**Problem requirements**
Begin at the line below that contains "Target: blue eye" and write out every line from there to the end of the entries, exactly.

**Raw data**
::::

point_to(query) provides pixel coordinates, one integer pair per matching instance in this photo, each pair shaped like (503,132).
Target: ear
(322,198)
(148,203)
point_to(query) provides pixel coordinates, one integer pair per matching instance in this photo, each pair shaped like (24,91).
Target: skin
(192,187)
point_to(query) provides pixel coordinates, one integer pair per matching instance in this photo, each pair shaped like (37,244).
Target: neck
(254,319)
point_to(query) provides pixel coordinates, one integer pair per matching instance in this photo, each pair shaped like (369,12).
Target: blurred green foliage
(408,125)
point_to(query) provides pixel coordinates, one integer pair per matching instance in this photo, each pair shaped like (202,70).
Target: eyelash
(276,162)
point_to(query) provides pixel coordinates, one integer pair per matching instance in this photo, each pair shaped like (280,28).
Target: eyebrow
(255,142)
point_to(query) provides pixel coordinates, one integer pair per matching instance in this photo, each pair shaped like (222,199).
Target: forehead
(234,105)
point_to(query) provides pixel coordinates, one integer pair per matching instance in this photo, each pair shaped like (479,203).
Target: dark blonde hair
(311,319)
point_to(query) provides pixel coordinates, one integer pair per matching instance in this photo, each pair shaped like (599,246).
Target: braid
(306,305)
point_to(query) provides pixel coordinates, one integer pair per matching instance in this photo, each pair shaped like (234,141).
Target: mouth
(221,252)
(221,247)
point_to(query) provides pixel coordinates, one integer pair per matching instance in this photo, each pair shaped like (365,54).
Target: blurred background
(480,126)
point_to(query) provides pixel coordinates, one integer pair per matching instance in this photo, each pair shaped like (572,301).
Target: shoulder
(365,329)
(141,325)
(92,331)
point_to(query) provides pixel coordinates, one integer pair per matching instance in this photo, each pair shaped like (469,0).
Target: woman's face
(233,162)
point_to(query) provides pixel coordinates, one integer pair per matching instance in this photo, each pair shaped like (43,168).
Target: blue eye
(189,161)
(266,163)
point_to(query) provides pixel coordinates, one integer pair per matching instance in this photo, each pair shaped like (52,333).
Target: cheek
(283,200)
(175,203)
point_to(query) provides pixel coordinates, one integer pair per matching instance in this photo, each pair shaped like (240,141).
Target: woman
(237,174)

::::

**Solution**
Target: blue eye
(189,161)
(266,163)
point_to(query) provides pixel coordinates, one integer pair per matching instance in this photo, each pair shaped like (52,333).
Target: cheek
(283,200)
(175,203)
point_to(query) provides pixel coordinates, one integer pair per matching instance in this photo, each pair shaped like (240,141).
Target: woman
(237,174)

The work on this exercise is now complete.